TASK REQUIREMENTS:
For each line in the records, produce an exact copy.

▽

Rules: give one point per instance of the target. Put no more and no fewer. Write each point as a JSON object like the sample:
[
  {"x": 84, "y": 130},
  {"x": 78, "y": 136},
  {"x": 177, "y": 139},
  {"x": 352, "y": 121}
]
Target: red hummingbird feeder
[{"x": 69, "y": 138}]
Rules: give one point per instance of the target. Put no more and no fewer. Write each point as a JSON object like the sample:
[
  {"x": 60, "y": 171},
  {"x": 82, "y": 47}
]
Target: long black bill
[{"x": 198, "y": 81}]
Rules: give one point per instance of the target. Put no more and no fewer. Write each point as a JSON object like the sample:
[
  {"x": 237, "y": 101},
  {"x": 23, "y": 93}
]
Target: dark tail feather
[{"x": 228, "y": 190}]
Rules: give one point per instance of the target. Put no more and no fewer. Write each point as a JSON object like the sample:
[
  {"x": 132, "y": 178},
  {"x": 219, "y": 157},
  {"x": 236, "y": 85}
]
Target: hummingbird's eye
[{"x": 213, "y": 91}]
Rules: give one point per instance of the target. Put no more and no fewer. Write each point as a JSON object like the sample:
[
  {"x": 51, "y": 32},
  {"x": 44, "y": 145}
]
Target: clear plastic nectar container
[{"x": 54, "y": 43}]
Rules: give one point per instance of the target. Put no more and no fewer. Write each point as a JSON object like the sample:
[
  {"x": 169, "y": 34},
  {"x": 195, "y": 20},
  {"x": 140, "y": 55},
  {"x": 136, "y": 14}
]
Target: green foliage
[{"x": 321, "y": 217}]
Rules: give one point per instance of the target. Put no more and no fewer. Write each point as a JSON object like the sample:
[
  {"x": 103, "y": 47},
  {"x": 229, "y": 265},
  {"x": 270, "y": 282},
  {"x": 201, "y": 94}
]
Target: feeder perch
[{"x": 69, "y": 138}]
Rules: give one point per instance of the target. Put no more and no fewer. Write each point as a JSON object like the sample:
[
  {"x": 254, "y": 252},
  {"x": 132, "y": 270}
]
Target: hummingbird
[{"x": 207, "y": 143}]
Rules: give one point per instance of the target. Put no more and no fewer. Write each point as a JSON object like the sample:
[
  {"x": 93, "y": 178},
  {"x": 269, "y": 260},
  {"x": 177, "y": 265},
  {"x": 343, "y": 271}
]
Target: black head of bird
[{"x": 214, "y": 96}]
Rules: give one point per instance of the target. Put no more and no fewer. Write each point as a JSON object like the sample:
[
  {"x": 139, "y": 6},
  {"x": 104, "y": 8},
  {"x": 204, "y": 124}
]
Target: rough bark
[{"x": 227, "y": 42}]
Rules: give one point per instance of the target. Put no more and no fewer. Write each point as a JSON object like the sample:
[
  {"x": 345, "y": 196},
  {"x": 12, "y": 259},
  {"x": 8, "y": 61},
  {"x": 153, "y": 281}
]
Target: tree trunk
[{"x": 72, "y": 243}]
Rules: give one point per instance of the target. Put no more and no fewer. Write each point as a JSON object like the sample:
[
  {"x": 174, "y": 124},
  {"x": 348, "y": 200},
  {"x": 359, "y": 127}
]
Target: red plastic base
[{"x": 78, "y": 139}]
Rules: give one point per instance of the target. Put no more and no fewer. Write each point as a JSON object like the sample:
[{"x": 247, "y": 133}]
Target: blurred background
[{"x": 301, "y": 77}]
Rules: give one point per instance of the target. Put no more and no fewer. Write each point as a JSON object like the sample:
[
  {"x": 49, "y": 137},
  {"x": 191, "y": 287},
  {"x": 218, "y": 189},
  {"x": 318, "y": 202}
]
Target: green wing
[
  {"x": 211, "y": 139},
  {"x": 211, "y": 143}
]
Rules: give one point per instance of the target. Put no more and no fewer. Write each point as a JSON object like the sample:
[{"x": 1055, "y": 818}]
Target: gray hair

△

RESULT:
Rules: give one point per instance of the target. Put no more and no fewer. Write each point as a JSON object like the sample:
[
  {"x": 84, "y": 130},
  {"x": 78, "y": 136},
  {"x": 177, "y": 139},
  {"x": 352, "y": 121}
]
Target: red hummingbird feeder
[{"x": 69, "y": 138}]
Rules: give one point per instance of the target. Put no more and no fewer. Write each point as a JSON object like the sample:
[
  {"x": 60, "y": 171},
  {"x": 82, "y": 47}
]
Target: long black bill
[{"x": 198, "y": 81}]
Rules: give one point per instance of the target. Put no more and no fewer. Write each point as a JSON object like the sample:
[
  {"x": 237, "y": 101},
  {"x": 23, "y": 93}
]
Target: dark tail feather
[{"x": 228, "y": 190}]
Rules: give one point per instance of the target. Put no more and no fewer. Write each point as a JSON object like the sample:
[
  {"x": 132, "y": 178},
  {"x": 219, "y": 157},
  {"x": 236, "y": 85}
]
Target: hummingbird's eye
[{"x": 213, "y": 91}]
Rules: give one point per instance of the target. Put no more and no fewer. Write each point as a JSON object like the sample:
[
  {"x": 51, "y": 32},
  {"x": 44, "y": 145}
]
Target: clear plastic nectar container
[{"x": 54, "y": 43}]
Rules: give one point per instance of the target. Put no more and no fewer. Write each point as a JSON object like the sample:
[
  {"x": 169, "y": 34},
  {"x": 195, "y": 20},
  {"x": 140, "y": 55},
  {"x": 136, "y": 14}
]
Target: green foliage
[{"x": 321, "y": 217}]
Rules: give one point per instance of the target. Put no more and no fewer. Write each point as a JSON object like the sample:
[
  {"x": 103, "y": 47},
  {"x": 229, "y": 265},
  {"x": 270, "y": 282},
  {"x": 201, "y": 94}
]
Target: feeder perch
[{"x": 69, "y": 138}]
Rules: give one point per instance of the target. Put no more and no fewer. Write each point as a JSON object like the sample:
[
  {"x": 254, "y": 252},
  {"x": 132, "y": 270}
]
Target: hummingbird
[{"x": 207, "y": 143}]
Rules: give one point per instance of the target. Put no more and no fewer. Write each point as a JSON object like the sample:
[
  {"x": 93, "y": 178},
  {"x": 269, "y": 260},
  {"x": 177, "y": 265},
  {"x": 343, "y": 271}
]
Target: black head of bird
[{"x": 214, "y": 96}]
Rules: give one point per instance of the target. Put no more and no fewer. Write each point as a JSON object like the sample:
[
  {"x": 139, "y": 6},
  {"x": 104, "y": 8},
  {"x": 204, "y": 124}
]
Target: rough bark
[{"x": 227, "y": 42}]
Rules: give one point per instance of the target. Put no more and no fewer. Write each point as a JSON object like the sample:
[
  {"x": 345, "y": 196},
  {"x": 12, "y": 259},
  {"x": 8, "y": 61},
  {"x": 153, "y": 281}
]
Target: tree trunk
[{"x": 72, "y": 243}]
Rules: give one point per instance of the target. Put no more and no fewer. Write each point as a JSON object like the sample:
[
  {"x": 174, "y": 124},
  {"x": 348, "y": 200},
  {"x": 359, "y": 127}
]
Target: red plastic base
[{"x": 78, "y": 139}]
Rules: give one point per instance of the target. Put no more and no fewer. Write each point as a JSON object like the sample:
[{"x": 247, "y": 133}]
Target: blurred background
[{"x": 301, "y": 77}]
Rules: give one point per instance of the target. Put no more and no fewer. Write each point as a JSON object like the sample:
[
  {"x": 49, "y": 137},
  {"x": 191, "y": 287},
  {"x": 218, "y": 189},
  {"x": 318, "y": 202}
]
Target: green wing
[
  {"x": 211, "y": 139},
  {"x": 211, "y": 143}
]
Rules: give one point per instance of the target. Put no more and no fewer. Write each point as a JSON object like the sample:
[{"x": 1055, "y": 818}]
Target: gray hair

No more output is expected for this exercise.